## TASK
Report each line in the data below that contains the string "rocky", reproducing every matching line in full. Matching is case-sensitive.

## RECORDS SHOWN
· · · · ·

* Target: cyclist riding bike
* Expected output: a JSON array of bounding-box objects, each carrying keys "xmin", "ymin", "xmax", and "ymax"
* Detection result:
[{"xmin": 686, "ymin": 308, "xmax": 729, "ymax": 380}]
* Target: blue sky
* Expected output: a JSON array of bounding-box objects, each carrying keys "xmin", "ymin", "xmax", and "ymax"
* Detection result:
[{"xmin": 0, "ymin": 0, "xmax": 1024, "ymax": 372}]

· · · · ·

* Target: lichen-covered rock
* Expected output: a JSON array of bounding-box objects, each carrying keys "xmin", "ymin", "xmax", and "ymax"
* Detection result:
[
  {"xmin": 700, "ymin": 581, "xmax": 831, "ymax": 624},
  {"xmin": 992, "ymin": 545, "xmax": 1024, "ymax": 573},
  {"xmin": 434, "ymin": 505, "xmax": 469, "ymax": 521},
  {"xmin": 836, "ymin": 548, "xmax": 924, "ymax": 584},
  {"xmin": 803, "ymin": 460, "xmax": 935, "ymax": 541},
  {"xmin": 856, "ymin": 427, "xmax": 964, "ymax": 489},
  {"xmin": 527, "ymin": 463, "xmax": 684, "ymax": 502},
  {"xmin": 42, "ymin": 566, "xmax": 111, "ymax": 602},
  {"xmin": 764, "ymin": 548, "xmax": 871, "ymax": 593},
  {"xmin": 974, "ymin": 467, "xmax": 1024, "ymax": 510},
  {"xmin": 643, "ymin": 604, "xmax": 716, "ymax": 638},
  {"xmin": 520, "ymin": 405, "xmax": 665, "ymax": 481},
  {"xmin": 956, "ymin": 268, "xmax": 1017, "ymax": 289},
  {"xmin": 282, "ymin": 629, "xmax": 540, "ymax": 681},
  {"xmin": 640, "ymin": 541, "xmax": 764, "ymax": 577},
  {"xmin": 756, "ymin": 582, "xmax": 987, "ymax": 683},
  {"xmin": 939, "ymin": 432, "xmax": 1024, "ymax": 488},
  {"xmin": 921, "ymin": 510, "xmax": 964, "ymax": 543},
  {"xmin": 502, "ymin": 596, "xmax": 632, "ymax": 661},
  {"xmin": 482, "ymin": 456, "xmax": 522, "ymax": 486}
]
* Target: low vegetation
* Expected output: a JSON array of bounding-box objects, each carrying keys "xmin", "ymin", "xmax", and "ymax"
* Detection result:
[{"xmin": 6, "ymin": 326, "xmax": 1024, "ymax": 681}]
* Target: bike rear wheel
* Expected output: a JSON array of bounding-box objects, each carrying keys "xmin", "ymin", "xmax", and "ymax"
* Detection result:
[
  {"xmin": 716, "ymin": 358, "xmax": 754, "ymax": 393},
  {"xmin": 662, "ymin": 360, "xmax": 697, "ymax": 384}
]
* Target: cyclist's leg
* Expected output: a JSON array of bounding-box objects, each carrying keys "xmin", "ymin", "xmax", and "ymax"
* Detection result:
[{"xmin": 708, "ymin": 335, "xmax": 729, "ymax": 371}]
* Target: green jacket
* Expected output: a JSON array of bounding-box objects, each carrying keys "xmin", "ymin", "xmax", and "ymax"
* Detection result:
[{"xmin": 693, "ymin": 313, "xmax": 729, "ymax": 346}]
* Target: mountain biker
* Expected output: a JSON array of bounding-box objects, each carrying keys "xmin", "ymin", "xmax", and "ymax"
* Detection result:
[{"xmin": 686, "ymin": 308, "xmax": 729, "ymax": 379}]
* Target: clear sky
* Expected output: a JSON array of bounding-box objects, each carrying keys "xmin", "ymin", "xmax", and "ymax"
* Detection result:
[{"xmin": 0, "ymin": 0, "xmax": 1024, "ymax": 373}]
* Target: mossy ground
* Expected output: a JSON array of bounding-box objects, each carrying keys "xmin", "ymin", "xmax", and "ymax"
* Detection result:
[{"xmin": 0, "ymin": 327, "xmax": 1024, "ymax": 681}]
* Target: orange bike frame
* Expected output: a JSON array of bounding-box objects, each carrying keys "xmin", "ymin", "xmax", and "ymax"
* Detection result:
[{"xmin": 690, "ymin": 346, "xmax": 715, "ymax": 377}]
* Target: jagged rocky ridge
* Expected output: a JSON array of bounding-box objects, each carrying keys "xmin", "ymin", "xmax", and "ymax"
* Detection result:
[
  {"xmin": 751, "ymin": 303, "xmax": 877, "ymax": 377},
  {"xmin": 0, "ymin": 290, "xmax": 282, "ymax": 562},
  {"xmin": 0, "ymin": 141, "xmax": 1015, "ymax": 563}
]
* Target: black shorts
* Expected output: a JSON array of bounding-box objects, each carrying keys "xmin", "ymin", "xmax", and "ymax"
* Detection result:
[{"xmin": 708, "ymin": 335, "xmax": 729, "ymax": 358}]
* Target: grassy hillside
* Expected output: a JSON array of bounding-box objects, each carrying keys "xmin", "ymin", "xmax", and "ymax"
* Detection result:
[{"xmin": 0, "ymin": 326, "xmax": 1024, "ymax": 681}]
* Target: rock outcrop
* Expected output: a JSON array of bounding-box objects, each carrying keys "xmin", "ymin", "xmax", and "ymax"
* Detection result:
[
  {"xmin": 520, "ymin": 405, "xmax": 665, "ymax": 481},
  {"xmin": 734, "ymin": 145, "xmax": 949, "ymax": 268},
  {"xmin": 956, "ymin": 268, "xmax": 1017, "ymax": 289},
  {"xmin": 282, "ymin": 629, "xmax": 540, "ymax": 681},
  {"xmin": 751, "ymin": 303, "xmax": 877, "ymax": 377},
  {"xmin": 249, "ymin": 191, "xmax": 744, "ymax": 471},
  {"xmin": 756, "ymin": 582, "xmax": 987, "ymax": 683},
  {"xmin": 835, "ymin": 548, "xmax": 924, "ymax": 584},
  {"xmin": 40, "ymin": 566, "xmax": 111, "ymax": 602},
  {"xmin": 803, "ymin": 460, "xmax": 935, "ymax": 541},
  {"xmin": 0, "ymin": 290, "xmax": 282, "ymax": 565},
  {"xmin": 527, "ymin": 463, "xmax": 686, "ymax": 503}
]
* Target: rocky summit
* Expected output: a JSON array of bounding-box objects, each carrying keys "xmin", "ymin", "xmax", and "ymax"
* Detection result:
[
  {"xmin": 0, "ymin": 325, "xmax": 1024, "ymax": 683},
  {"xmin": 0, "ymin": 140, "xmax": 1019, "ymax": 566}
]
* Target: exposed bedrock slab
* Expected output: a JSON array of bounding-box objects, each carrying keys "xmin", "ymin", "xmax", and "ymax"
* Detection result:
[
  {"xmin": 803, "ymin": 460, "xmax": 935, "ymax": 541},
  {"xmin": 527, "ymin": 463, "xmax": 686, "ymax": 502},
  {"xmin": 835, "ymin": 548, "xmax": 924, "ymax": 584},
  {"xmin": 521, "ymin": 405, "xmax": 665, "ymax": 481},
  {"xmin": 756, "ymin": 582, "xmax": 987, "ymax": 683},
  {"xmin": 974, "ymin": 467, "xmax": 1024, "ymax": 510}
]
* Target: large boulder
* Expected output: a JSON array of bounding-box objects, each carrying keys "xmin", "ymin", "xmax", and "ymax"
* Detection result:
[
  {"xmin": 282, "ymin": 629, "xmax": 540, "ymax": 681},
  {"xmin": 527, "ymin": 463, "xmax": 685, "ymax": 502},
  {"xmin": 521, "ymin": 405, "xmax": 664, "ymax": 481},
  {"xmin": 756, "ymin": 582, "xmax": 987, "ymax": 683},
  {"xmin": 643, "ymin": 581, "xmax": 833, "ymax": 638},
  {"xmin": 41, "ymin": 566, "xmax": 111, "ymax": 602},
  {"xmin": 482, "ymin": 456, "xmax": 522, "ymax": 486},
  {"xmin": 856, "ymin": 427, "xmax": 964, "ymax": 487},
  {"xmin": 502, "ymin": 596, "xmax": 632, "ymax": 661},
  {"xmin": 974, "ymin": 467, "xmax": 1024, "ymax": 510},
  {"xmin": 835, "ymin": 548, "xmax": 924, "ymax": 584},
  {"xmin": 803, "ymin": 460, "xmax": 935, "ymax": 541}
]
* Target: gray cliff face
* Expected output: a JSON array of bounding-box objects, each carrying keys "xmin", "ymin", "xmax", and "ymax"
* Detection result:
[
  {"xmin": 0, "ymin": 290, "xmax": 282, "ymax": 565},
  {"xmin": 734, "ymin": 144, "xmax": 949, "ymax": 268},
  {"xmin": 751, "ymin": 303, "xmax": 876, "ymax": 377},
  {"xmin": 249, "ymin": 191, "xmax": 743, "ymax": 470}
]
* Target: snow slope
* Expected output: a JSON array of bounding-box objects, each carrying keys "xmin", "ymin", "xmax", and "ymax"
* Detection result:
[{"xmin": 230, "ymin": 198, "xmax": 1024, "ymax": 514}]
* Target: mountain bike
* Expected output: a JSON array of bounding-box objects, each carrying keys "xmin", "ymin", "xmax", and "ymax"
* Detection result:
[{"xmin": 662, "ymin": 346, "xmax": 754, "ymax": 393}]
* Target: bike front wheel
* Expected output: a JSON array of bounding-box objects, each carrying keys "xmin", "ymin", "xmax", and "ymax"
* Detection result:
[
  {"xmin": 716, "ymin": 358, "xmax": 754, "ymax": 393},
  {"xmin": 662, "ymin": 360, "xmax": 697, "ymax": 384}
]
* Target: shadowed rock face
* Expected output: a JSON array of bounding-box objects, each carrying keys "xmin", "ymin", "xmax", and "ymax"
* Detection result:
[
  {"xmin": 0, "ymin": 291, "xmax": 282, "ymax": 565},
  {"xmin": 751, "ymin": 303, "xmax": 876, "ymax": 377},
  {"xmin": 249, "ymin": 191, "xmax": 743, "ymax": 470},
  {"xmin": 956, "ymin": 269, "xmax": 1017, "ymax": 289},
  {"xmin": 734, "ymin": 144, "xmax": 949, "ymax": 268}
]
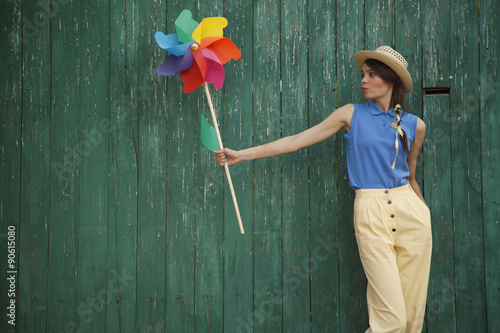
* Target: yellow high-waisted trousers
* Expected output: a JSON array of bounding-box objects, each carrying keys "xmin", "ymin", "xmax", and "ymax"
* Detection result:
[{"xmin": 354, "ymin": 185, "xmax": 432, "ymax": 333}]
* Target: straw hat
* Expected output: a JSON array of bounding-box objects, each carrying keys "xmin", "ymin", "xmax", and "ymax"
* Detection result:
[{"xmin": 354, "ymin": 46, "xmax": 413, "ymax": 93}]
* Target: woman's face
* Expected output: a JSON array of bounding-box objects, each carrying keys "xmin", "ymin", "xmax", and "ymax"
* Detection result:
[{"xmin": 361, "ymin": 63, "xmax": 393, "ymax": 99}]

· · · · ·

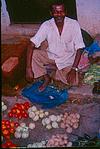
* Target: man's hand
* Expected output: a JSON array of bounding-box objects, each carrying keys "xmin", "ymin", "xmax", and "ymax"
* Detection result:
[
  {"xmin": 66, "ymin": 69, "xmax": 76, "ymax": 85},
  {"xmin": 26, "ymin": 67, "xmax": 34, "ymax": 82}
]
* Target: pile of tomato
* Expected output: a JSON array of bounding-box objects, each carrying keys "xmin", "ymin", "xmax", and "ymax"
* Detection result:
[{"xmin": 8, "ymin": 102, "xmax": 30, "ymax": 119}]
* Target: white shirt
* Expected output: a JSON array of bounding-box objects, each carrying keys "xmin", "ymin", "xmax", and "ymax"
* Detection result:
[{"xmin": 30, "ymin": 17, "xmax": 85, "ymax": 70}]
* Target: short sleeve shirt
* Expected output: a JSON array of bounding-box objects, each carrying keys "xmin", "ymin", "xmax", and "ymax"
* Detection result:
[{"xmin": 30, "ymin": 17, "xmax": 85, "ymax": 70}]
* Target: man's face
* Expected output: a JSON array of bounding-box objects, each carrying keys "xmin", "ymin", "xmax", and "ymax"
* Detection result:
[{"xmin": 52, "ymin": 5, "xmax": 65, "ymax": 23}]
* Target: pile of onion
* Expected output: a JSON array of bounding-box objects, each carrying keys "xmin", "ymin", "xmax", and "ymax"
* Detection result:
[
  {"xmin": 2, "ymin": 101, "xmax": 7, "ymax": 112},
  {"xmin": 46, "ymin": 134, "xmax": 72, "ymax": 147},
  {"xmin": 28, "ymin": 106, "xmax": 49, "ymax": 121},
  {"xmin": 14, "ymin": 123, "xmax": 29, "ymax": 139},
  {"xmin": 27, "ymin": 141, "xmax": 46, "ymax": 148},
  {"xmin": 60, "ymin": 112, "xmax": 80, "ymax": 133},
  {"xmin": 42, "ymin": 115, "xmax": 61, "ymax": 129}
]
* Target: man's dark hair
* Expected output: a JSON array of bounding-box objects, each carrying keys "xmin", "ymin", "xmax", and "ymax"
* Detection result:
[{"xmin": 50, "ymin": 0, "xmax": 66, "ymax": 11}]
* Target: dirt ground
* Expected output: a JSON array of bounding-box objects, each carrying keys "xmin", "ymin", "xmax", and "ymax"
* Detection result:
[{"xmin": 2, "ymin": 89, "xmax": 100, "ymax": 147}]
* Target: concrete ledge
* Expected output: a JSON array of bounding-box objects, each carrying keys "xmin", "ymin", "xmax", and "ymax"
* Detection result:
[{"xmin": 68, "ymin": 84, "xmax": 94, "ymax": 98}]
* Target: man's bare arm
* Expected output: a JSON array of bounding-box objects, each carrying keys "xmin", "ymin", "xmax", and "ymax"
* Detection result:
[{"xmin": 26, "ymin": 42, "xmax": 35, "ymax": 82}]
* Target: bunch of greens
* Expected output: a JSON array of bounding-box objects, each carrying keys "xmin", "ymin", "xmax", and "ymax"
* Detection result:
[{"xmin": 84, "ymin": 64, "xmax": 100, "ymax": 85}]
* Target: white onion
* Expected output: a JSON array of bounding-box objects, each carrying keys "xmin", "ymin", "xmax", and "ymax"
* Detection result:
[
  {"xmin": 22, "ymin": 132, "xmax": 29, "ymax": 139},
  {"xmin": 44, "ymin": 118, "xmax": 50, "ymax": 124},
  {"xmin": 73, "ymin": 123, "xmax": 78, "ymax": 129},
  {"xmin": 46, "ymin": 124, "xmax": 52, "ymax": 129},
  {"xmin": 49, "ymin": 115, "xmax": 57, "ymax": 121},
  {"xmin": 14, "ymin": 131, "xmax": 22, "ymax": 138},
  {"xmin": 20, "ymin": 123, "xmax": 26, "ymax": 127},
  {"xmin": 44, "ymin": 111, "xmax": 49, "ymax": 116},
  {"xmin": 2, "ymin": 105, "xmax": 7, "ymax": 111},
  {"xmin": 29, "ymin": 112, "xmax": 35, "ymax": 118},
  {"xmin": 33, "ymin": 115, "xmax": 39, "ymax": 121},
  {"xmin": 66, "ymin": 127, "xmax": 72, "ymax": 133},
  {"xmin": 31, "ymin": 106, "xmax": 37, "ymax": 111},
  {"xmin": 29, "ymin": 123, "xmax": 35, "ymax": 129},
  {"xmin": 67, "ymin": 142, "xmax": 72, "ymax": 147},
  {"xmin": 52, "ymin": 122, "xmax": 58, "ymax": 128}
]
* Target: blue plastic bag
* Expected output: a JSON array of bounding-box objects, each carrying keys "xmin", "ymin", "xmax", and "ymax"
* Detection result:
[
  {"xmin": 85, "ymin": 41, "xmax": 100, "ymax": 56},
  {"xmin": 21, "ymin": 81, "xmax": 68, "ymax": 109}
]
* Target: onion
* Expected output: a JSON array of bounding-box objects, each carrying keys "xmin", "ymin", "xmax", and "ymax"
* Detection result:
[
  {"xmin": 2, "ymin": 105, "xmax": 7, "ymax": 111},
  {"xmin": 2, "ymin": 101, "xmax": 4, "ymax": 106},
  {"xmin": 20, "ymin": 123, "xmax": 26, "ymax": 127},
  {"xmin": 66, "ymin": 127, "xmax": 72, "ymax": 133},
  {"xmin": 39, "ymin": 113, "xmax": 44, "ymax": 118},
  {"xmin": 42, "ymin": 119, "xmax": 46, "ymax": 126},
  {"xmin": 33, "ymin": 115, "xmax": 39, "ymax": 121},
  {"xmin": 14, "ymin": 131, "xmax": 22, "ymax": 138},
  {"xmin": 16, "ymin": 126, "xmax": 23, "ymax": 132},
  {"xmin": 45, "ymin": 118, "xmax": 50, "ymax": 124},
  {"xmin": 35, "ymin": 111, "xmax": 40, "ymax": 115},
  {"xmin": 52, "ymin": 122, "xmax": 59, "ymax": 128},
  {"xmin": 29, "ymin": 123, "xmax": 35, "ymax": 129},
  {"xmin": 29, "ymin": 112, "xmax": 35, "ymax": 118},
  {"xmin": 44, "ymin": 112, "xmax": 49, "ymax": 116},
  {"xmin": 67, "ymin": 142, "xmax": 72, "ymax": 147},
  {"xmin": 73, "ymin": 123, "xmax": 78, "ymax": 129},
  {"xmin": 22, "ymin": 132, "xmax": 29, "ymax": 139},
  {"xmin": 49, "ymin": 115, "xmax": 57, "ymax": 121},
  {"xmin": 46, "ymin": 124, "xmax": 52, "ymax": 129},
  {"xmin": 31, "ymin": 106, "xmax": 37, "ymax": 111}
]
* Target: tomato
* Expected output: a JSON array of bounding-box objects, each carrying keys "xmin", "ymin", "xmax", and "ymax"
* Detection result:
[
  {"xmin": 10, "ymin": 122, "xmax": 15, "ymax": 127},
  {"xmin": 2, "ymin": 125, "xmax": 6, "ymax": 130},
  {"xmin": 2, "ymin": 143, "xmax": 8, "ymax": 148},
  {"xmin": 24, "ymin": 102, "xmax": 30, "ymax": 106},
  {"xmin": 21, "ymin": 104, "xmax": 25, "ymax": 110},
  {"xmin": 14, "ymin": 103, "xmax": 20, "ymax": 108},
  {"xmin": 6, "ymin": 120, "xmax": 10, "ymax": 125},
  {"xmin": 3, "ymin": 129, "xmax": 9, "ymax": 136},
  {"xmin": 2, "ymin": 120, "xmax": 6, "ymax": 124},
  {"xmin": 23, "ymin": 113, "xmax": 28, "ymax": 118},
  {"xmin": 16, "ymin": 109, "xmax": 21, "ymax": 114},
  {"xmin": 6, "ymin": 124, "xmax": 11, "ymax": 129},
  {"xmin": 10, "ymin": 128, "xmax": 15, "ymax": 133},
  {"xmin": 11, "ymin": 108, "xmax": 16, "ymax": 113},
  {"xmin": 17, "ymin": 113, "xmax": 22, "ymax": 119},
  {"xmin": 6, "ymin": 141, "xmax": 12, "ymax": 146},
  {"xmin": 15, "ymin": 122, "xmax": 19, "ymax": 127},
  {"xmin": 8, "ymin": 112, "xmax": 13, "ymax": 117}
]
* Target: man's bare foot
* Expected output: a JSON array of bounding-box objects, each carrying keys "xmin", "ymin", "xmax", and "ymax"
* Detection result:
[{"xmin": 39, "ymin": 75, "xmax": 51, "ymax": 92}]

· · · · ·

## EXPECTED OUTPUT
* Target: jagged rocky ridge
* Target: rocky summit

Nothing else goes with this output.